- Information -
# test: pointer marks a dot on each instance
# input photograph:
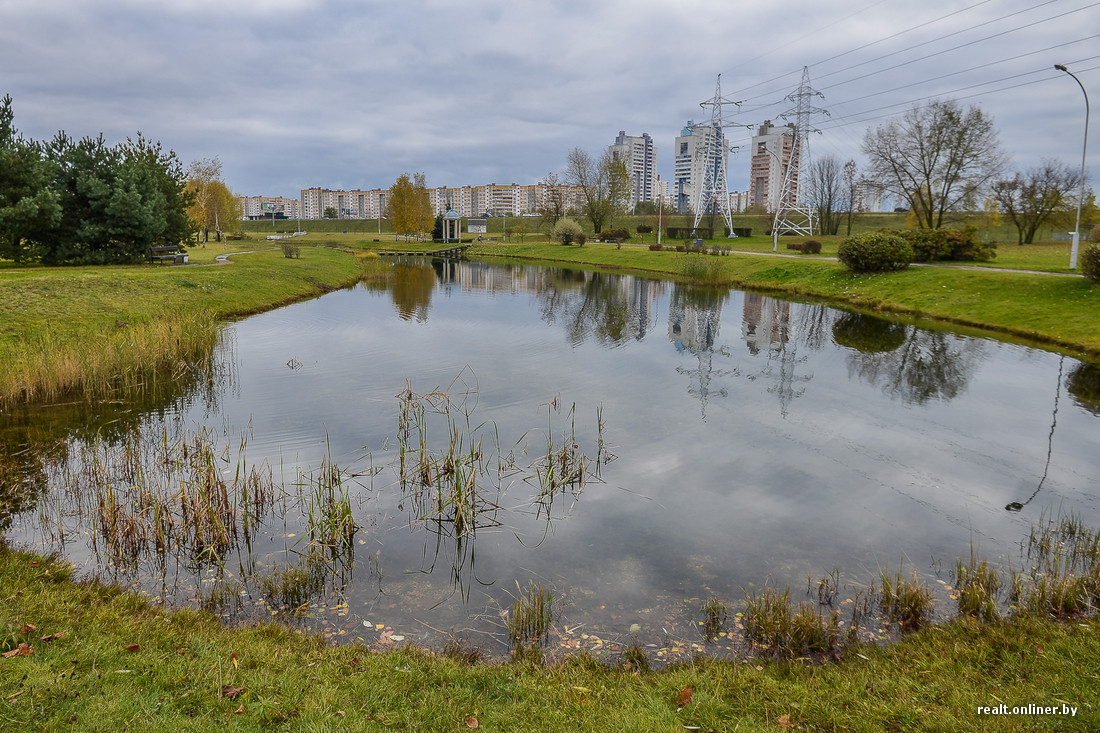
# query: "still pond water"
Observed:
(732, 440)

- Work to complete -
Except for pictures, copy the records above exactly.

- Task result -
# test: pointer marks a dot on each instance
# input photograph:
# query: "still pond water"
Observed:
(732, 440)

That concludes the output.